INSTRUCTIONS TO FOLLOW:
Can you rewrite the review of Lisa Jarnot's FOUR LECTURES, starting at "Lisa Jarnot, FOUR" and ending at "time and space.", with "static commodity" changed to "fixed object"?
____ GIVEN TEXT
Showing posts with label Lisa Jarnot. Show all posts
Showing posts with label Lisa Jarnot. Show all posts

Monday, June 10, 2024

Lisa Jarnot, FOUR LECTURES

 

            What I had intuited about the possibilities of the poem were confirmed by [Robert] Duncan and his circles (both at Black Mountain and in San Francisco): that a poem was obviously not a static commodity, it was an organic system living in time and space.

Any new title by Jackson Heights, Queens poet Lisa Jarnot is equally exciting to a new title in The Bagley Wright Lecture Series produced through Wave Books, and Jarnot’s FOUR LECTURES (Wave Books, 2024) manages to provide both simultaneously. “I seem to have the mind of a poet,” she writes, near the opening of the first lecture, “which makes me good at poaching and weaving, and not so inclined to traditionally academic discourse.” There is something delightfully and deceptively uncomplicated about Jarnot’s language across these four lectures, set into a cadence of intimate complexity. If you aren’t aware, I’m a big fan of The Bagley Wright Lecture Series as produced through Wave Books, although at times I’m often too busy responding to and through such generative texts via my own writing to be able to properly respond to the books themselves through the space of a review, although I have managed to post reviews of Rachel Zucker’s The Poetics of Wrongness (2023) [see my review of such here] and Dorothy Lasky’s Animal (2019) [see my review of such here], as well as mention Joshua Beckman’s Three Talks (2018) via the substack a while back.
________
____ LISTED ENTRIES
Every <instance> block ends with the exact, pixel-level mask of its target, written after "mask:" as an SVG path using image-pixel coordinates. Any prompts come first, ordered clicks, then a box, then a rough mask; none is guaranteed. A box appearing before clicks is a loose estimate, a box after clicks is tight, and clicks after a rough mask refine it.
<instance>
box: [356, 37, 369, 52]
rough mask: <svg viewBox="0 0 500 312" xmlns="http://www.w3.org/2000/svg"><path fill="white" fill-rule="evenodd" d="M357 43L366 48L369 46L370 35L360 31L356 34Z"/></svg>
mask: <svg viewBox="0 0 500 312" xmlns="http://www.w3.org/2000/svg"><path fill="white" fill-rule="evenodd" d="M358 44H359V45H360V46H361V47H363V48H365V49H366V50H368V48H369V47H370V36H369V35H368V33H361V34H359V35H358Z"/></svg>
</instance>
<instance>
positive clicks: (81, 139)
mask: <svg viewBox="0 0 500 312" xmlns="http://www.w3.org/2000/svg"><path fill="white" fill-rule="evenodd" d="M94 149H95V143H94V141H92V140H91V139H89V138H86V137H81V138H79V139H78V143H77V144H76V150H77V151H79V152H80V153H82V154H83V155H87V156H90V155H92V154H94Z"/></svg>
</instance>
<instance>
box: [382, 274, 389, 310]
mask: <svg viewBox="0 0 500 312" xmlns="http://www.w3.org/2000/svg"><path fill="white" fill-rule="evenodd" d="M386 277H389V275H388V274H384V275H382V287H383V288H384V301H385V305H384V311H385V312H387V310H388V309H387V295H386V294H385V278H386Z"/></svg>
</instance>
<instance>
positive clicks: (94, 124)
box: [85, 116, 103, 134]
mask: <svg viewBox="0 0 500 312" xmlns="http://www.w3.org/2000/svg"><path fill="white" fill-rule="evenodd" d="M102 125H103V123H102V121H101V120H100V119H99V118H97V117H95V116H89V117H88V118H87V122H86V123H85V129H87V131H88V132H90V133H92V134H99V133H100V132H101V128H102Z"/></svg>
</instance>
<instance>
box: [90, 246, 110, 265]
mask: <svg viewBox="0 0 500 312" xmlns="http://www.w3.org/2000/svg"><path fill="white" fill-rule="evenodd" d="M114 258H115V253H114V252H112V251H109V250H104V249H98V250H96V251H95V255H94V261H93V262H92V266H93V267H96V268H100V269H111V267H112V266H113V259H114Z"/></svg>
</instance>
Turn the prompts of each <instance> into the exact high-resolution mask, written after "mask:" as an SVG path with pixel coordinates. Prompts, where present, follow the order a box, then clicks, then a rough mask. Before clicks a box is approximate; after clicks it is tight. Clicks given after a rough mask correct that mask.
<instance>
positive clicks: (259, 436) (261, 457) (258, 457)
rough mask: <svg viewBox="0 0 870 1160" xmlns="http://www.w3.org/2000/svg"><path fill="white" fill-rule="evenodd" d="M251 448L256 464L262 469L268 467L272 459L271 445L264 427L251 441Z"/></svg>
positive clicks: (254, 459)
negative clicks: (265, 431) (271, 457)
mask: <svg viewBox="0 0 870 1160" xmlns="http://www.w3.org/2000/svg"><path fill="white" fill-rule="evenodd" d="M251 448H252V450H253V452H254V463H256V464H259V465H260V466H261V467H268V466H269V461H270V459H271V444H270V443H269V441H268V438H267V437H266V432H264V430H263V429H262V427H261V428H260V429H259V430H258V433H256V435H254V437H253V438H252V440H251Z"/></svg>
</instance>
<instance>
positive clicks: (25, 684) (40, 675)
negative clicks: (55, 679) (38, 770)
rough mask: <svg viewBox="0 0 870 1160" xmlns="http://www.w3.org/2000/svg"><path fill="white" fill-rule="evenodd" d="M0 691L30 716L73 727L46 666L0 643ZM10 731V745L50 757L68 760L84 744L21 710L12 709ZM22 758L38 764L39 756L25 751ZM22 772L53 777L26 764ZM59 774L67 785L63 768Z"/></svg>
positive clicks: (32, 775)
________
SOLUTION TO THE EXERCISE:
Lisa Jarnot, FOUR LECTURES

 

            What I had intuited about the possibilities of the poem were confirmed by [Robert] Duncan and his circles (both at Black Mountain and in San Francisco): that a poem was obviously not a fixed object, it was an organic system living in time and space.